[Location identification entries]
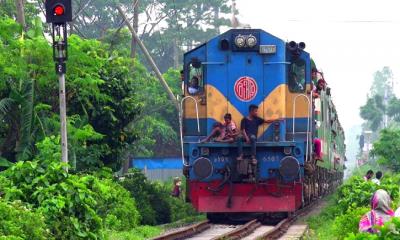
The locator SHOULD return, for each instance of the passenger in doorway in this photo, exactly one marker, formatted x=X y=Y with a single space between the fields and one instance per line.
x=249 y=127
x=369 y=175
x=295 y=83
x=314 y=76
x=226 y=132
x=380 y=213
x=377 y=179
x=177 y=190
x=317 y=149
x=194 y=87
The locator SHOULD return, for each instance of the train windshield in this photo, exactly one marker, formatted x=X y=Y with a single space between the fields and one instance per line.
x=297 y=76
x=195 y=84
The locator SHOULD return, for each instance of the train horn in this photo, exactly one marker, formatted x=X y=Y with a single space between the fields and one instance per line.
x=293 y=46
x=302 y=45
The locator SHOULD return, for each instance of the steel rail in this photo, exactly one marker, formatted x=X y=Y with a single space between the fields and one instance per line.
x=185 y=232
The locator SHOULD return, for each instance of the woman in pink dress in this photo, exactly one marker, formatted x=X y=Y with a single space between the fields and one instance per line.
x=380 y=213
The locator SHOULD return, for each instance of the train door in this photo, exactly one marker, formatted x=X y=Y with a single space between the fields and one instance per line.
x=245 y=81
x=195 y=87
x=217 y=85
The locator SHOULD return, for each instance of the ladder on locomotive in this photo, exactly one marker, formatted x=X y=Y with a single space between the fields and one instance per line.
x=309 y=114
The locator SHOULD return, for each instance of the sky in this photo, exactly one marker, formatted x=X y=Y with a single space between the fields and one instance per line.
x=349 y=40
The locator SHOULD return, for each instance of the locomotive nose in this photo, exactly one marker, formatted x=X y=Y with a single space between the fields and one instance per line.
x=202 y=168
x=289 y=167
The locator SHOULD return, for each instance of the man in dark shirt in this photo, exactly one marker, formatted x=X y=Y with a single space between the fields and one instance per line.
x=249 y=127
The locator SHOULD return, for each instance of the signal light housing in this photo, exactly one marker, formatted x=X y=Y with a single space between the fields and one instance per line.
x=58 y=11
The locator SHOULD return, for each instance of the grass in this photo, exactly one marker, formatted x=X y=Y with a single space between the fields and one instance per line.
x=184 y=222
x=321 y=226
x=138 y=233
x=146 y=232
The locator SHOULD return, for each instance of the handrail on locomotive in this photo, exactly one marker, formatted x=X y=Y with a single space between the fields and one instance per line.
x=181 y=123
x=309 y=109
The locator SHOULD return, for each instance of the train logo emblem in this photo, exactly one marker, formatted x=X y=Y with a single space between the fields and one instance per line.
x=246 y=89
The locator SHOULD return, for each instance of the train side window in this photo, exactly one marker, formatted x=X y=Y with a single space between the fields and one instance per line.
x=195 y=84
x=297 y=76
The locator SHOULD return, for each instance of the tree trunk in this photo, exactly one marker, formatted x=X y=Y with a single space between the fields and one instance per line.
x=135 y=27
x=20 y=12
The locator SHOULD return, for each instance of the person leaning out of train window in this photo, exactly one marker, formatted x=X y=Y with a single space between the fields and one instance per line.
x=321 y=85
x=380 y=213
x=369 y=175
x=194 y=86
x=177 y=189
x=249 y=128
x=377 y=179
x=314 y=76
x=295 y=83
x=226 y=132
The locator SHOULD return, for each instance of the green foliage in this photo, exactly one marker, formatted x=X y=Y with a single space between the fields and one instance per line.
x=387 y=147
x=340 y=219
x=389 y=231
x=19 y=222
x=157 y=206
x=138 y=233
x=348 y=222
x=373 y=111
x=74 y=206
x=357 y=192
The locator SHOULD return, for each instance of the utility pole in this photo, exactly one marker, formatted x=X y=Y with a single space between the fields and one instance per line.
x=150 y=60
x=19 y=4
x=135 y=26
x=59 y=13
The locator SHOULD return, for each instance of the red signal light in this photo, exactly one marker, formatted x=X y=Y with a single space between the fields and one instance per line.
x=59 y=10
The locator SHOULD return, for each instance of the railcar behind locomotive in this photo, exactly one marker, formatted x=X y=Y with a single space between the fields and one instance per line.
x=300 y=156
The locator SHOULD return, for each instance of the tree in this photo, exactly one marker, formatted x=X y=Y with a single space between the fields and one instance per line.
x=101 y=94
x=169 y=29
x=387 y=148
x=19 y=4
x=373 y=112
x=382 y=84
x=377 y=107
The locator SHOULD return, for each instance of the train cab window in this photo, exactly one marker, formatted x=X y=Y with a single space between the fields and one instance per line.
x=297 y=76
x=195 y=84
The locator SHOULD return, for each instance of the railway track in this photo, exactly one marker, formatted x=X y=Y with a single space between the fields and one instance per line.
x=251 y=230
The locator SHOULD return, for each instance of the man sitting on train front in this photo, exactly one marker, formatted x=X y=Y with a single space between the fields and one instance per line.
x=249 y=126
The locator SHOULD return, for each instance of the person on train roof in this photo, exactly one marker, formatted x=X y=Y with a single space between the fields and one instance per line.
x=377 y=179
x=249 y=128
x=369 y=175
x=194 y=86
x=224 y=132
x=314 y=76
x=380 y=213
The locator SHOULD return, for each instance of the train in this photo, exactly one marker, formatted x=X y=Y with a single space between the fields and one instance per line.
x=244 y=67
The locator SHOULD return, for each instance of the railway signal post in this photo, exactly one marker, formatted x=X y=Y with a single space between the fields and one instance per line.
x=59 y=13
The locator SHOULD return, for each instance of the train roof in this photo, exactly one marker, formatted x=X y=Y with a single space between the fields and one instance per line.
x=263 y=34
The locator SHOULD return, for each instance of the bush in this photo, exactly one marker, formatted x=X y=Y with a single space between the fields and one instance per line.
x=74 y=206
x=19 y=222
x=157 y=206
x=151 y=197
x=356 y=192
x=348 y=222
x=139 y=233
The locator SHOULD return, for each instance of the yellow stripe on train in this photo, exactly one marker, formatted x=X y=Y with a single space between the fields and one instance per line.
x=278 y=104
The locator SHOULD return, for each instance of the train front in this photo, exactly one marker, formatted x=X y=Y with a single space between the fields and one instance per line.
x=239 y=68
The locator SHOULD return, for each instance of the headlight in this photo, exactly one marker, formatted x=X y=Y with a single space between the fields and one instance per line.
x=289 y=167
x=251 y=41
x=240 y=41
x=202 y=168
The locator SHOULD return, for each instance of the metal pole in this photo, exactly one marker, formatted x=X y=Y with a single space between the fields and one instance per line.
x=63 y=105
x=149 y=59
x=63 y=119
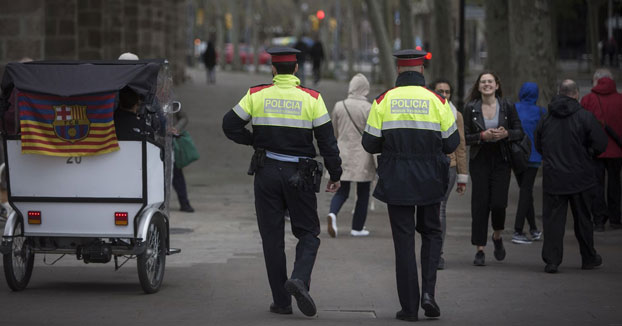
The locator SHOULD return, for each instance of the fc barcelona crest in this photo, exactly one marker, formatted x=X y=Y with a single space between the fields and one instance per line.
x=70 y=122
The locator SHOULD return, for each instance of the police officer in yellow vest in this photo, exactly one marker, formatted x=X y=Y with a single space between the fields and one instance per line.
x=413 y=128
x=285 y=117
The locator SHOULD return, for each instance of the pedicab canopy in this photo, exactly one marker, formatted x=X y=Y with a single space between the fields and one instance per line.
x=67 y=108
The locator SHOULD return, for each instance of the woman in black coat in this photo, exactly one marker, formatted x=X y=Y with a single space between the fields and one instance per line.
x=490 y=122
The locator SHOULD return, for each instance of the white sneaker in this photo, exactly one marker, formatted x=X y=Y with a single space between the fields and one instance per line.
x=363 y=233
x=332 y=224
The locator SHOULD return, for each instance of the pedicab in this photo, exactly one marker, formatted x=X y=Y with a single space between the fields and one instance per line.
x=75 y=188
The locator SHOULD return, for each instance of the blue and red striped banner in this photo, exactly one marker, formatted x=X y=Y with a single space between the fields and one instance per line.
x=67 y=126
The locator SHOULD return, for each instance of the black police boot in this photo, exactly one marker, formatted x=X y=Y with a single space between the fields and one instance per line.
x=405 y=316
x=298 y=289
x=429 y=306
x=550 y=268
x=596 y=262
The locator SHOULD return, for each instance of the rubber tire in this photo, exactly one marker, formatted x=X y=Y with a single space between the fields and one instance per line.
x=148 y=285
x=7 y=260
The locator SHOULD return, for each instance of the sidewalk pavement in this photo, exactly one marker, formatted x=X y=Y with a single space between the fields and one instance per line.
x=220 y=278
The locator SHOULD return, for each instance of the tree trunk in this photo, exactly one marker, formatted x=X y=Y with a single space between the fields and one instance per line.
x=443 y=61
x=407 y=39
x=235 y=33
x=498 y=41
x=533 y=58
x=220 y=34
x=593 y=7
x=256 y=19
x=386 y=62
x=349 y=36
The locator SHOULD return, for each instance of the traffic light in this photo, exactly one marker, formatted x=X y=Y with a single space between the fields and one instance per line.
x=320 y=14
x=228 y=20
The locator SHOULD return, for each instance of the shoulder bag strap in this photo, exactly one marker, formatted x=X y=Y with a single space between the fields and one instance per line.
x=350 y=116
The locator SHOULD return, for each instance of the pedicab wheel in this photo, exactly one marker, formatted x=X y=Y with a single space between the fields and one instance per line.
x=151 y=262
x=19 y=261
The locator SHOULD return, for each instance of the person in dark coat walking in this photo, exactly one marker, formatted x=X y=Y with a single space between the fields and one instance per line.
x=209 y=59
x=568 y=138
x=529 y=114
x=490 y=121
x=605 y=103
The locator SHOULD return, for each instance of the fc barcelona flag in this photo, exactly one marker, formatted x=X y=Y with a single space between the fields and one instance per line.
x=67 y=126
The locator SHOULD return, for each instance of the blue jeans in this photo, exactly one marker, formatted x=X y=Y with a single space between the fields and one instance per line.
x=360 y=210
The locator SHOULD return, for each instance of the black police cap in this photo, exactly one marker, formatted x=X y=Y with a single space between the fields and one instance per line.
x=282 y=54
x=411 y=57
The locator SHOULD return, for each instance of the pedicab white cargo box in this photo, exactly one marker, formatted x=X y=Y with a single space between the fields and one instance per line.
x=73 y=186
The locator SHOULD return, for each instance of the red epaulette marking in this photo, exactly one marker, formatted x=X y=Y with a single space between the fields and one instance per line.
x=380 y=97
x=437 y=95
x=311 y=92
x=257 y=88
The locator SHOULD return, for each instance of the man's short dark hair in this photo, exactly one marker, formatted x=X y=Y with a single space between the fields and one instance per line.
x=568 y=87
x=284 y=68
x=440 y=81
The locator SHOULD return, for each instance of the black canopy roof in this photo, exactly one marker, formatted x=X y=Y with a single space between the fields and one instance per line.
x=73 y=78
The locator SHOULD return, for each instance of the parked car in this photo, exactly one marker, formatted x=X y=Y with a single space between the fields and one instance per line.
x=246 y=54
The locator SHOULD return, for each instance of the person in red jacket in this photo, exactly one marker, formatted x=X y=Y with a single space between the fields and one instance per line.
x=606 y=104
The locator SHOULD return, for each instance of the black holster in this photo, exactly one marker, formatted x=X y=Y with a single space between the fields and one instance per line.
x=257 y=161
x=308 y=176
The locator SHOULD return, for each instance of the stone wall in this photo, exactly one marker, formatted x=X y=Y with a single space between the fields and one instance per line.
x=93 y=30
x=21 y=30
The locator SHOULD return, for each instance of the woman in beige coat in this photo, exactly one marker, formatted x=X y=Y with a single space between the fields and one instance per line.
x=349 y=118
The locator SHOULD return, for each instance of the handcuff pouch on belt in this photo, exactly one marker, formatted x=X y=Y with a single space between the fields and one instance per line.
x=308 y=176
x=257 y=161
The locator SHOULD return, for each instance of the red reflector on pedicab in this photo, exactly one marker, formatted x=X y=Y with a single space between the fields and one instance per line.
x=120 y=218
x=34 y=217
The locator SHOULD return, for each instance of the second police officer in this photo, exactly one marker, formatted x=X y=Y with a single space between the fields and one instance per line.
x=413 y=128
x=285 y=117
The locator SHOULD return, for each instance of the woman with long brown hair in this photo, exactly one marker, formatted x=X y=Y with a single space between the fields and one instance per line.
x=490 y=122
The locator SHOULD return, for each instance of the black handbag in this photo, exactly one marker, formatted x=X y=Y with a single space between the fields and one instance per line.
x=520 y=151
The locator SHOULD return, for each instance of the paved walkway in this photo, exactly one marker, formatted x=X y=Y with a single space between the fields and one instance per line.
x=220 y=278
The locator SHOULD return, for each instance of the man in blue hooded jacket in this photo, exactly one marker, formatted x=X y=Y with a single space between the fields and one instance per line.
x=529 y=114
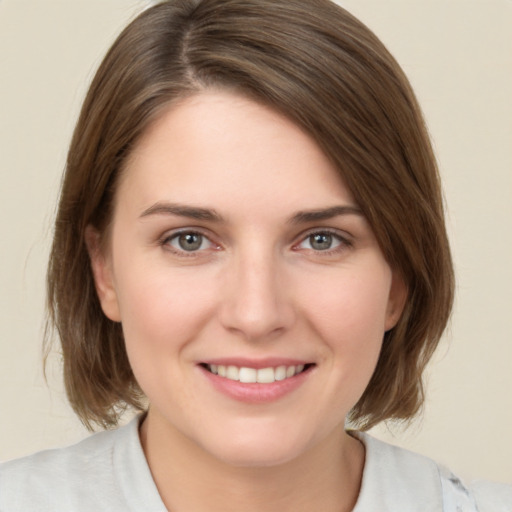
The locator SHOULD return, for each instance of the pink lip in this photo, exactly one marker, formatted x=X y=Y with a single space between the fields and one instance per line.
x=269 y=362
x=255 y=393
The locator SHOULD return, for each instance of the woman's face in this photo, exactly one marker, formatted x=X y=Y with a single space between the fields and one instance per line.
x=252 y=292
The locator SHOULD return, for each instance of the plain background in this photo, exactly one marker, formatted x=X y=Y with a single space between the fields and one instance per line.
x=458 y=55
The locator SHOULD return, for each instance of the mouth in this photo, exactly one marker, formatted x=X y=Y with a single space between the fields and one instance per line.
x=248 y=375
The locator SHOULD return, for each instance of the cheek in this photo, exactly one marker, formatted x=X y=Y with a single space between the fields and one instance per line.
x=162 y=309
x=349 y=314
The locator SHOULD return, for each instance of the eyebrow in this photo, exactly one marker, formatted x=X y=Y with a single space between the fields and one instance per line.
x=306 y=216
x=207 y=214
x=180 y=210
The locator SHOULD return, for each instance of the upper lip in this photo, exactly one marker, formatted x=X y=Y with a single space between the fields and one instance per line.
x=268 y=362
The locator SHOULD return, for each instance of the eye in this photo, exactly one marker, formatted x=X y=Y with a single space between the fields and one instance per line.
x=323 y=241
x=188 y=241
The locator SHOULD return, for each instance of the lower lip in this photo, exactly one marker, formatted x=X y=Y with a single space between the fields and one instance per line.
x=256 y=393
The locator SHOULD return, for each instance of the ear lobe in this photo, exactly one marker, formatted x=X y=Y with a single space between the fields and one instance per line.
x=396 y=302
x=101 y=266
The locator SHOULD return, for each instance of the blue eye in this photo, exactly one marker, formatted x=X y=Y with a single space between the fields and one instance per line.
x=321 y=241
x=189 y=241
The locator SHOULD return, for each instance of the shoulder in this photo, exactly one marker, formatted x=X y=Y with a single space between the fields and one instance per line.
x=400 y=480
x=79 y=477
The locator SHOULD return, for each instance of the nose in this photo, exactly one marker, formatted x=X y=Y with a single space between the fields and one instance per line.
x=257 y=303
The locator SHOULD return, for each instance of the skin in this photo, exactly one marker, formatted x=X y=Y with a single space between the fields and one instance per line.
x=257 y=287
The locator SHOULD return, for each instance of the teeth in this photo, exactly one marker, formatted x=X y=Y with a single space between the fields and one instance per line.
x=253 y=375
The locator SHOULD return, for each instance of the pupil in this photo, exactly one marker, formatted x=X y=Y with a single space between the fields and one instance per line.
x=321 y=241
x=190 y=241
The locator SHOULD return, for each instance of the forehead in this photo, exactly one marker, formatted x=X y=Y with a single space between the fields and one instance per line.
x=223 y=150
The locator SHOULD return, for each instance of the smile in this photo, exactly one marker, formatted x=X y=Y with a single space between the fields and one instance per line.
x=252 y=375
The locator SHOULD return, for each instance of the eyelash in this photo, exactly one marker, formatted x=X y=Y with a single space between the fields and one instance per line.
x=343 y=242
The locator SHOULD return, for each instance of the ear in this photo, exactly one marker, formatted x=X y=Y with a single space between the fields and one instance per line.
x=396 y=302
x=101 y=265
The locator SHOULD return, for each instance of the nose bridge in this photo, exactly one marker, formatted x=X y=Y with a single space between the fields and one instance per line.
x=256 y=303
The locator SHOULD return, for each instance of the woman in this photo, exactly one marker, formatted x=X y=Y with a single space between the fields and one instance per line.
x=231 y=257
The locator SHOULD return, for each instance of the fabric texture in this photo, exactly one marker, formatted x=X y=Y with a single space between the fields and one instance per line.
x=108 y=472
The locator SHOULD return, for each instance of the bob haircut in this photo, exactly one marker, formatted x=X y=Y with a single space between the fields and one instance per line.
x=324 y=70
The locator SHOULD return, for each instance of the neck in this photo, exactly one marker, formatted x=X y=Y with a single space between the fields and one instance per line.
x=327 y=477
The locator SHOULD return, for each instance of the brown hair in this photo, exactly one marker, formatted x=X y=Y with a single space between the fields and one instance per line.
x=315 y=63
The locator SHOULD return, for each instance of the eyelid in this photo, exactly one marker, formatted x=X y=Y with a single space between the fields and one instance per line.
x=165 y=239
x=343 y=237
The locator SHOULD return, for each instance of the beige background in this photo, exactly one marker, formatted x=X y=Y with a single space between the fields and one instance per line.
x=458 y=55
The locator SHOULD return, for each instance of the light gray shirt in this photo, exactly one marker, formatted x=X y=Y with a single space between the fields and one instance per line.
x=109 y=472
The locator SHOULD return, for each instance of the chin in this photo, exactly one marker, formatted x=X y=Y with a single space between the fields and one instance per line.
x=259 y=449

Task brief: Return the lines of the listing above word for word, starting with the line that contains "The locator SHOULD return, for each instance of the cheek" and going on through the line that contains "x=188 y=241", both included.

The reply:
The locator SHOULD return, for each instance of the cheek in this photo, exactly one marker, formatted x=X y=Y with a single space between the fields and one instance per line.
x=162 y=309
x=349 y=314
The locator SHOULD return, for each instance of the eyebrow in this photo, exactly one marker, formatted x=X y=Y with a single space between the fields and one instance per line.
x=306 y=216
x=207 y=214
x=180 y=210
The locator SHOULD return, for each instance of the upper lip in this photo, exactly one marker, formatted x=X y=Y with a single space between the fields and one instance per line.
x=268 y=362
The locator SHOULD return, for each instance of the eye in this photo, exactly one marker, formatted x=X y=Y with a single space between the fields and one instance per line.
x=323 y=241
x=188 y=241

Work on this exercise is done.